* What you have to do *
Update the records from their start through the line containing "box: [217, 97, 249, 158]" by replacing "positive clicks" with "foreground clicks", leaving everything else unchanged. Give only those lines.

··· Materials provided

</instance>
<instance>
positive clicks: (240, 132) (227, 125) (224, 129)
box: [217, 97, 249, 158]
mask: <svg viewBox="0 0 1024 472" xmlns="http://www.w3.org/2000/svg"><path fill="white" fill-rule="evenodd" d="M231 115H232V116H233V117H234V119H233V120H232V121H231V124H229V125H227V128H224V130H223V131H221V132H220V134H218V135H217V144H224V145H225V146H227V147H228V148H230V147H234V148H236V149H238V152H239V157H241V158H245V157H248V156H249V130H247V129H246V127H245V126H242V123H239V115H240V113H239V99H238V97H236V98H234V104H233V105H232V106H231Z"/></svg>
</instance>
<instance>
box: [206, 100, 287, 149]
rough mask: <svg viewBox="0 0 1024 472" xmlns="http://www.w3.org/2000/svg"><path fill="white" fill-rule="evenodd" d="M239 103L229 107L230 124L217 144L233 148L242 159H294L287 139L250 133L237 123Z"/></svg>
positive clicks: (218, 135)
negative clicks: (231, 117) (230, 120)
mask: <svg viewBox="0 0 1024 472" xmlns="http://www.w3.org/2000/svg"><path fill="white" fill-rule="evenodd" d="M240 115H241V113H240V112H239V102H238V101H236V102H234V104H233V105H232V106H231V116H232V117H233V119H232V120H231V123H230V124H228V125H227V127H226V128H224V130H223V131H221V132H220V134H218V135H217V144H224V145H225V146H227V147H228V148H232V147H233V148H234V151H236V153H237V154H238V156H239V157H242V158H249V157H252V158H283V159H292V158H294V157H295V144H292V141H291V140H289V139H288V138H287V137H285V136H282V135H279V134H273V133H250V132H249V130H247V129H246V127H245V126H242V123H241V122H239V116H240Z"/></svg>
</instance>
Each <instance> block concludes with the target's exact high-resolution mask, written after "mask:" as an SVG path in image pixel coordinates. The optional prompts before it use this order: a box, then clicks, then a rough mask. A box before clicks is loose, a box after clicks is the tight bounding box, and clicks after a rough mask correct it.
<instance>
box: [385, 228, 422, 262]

······

* Task output *
</instance>
<instance>
foreground clicks: (240, 132) (227, 125) (224, 129)
box: [217, 97, 249, 158]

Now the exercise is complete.